La intimidad y la manifestación indican que el hombre es dueño de ambas, y al serlo, es

dueño de sí mismo y principio de sus actos. Esto nos indica que la libertad es la tercera
nota definitoria de la persona y una de sus características más radicales. El hombre es el
animal que, como origen de sus actos, tiene el dominio de hacer de sí lo que quiere.

Mostrarse a uno mismo y mostrar lo que a uno se le ocurre es de algún modo darlo: otra
nota característica de la persona es la capacidad de dar. La persona humana es efusiva,
capaz de sacar de sí lo que tiene para dar o regalar. Se ve especialmente en la capacidad

de amar. El amor “es el regalo esencial”, en el sentido de que es el darse total del amante

al amado. Quien se guarda, quien no se da, no está amando, y por lo tanto no se cumple
como amante, no es capaz de realizar la actividad más alta para los seres que piensan y
quieren. Pero, para que haya posibilidad de dar o de regalar, es necesario que alguien se
quede con lo que damos. A la capacidad de dar de la persona le corresponde la
capacidad de aceptar, de acoger en nuestra propia intimidad lo que nos dan. En caso

contrario, el don se frustra.

================================

TAREA BREVE:
Reescribe todo lo que va en la fuente desde "Mostrarse a uno" hasta "don se frustra.", poniendo "generosa" en lugar de "efusiva".

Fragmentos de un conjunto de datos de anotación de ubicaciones
================================

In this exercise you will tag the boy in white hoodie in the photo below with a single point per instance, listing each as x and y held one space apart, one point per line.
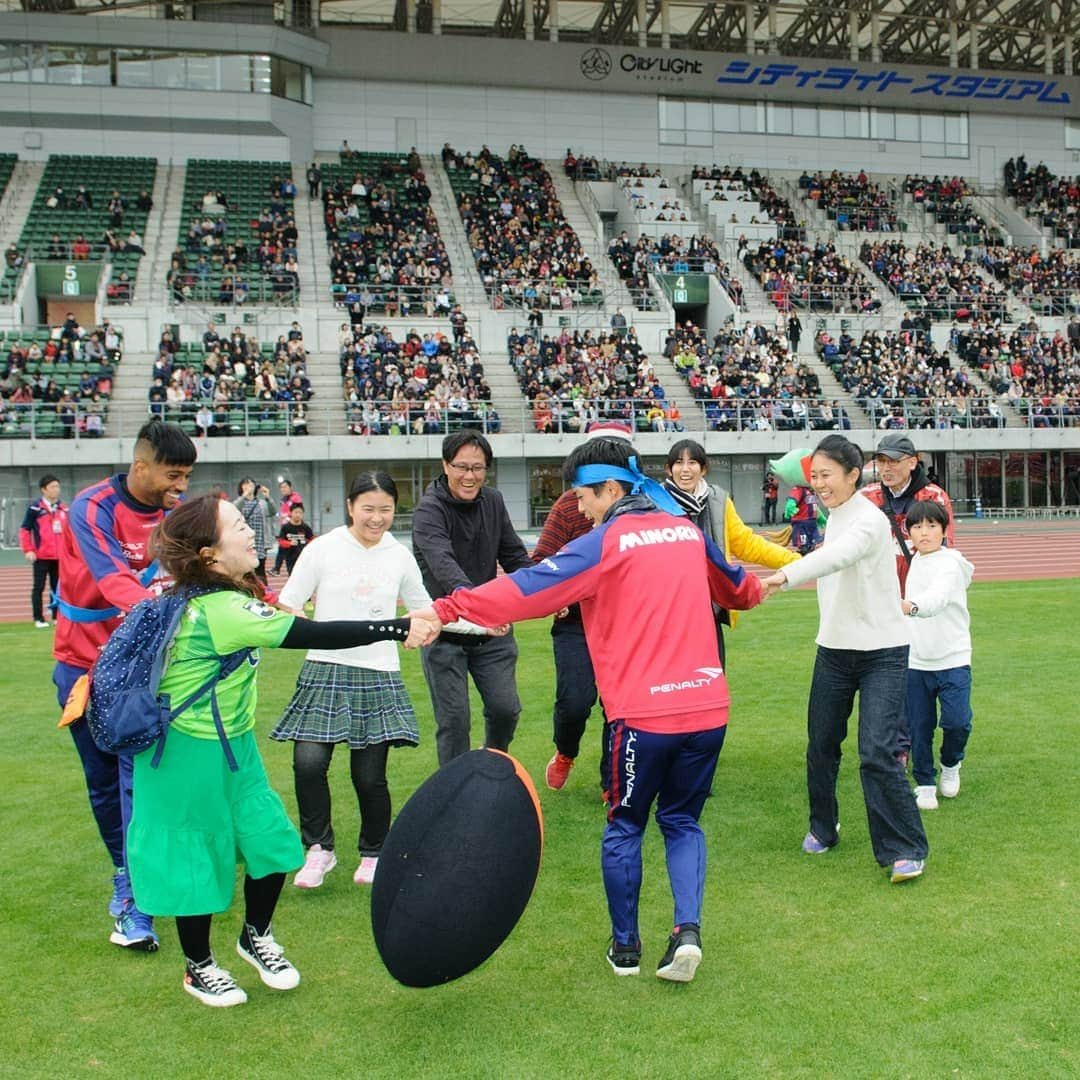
940 660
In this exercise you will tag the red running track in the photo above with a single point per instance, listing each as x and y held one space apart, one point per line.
1014 551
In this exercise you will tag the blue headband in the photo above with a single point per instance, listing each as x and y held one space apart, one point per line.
639 483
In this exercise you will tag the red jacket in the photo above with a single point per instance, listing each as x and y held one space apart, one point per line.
42 528
644 579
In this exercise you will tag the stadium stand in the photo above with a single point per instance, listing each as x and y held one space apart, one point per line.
527 254
89 207
238 241
386 251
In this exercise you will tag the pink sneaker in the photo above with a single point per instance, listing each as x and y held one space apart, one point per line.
365 872
315 867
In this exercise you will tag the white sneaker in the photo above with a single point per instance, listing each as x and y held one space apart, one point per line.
926 797
365 872
315 867
950 780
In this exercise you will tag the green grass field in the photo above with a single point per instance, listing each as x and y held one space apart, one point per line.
814 967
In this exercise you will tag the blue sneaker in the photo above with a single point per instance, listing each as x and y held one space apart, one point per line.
134 930
121 892
904 869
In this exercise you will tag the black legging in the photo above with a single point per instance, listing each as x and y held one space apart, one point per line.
260 899
368 768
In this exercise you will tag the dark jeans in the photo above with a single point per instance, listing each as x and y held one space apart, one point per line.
950 689
879 676
44 568
108 775
311 761
493 667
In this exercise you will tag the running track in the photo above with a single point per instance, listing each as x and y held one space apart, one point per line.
1008 551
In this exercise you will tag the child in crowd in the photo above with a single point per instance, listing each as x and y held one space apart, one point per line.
294 536
940 662
193 817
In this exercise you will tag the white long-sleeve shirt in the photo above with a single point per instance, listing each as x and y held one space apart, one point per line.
941 632
858 589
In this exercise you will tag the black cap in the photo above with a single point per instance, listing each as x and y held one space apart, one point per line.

================================

RESPUESTA:
Mostrarse a uno mismo y mostrar lo que a uno se le ocurre es de algún modo darlo: otra
nota característica de la persona es la capacidad de dar. La persona humana es generosa,
capaz de sacar de sí lo que tiene para dar o regalar. Se ve especialmente en la capacidad

de amar. El amor “es el regalo esencial”, en el sentido de que es el darse total del amante

al amado. Quien se guarda, quien no se da, no está amando, y por lo tanto no se cumple
como amante, no es capaz de realizar la actividad más alta para los seres que piensan y
quieren. Pero, para que haya posibilidad de dar o de regalar, es necesario que alguien se
quede con lo que damos. A la capacidad de dar de la persona le corresponde la
capacidad de aceptar, de acoger en nuestra propia intimidad lo que nos dan. En caso

contrario, el don se frustra.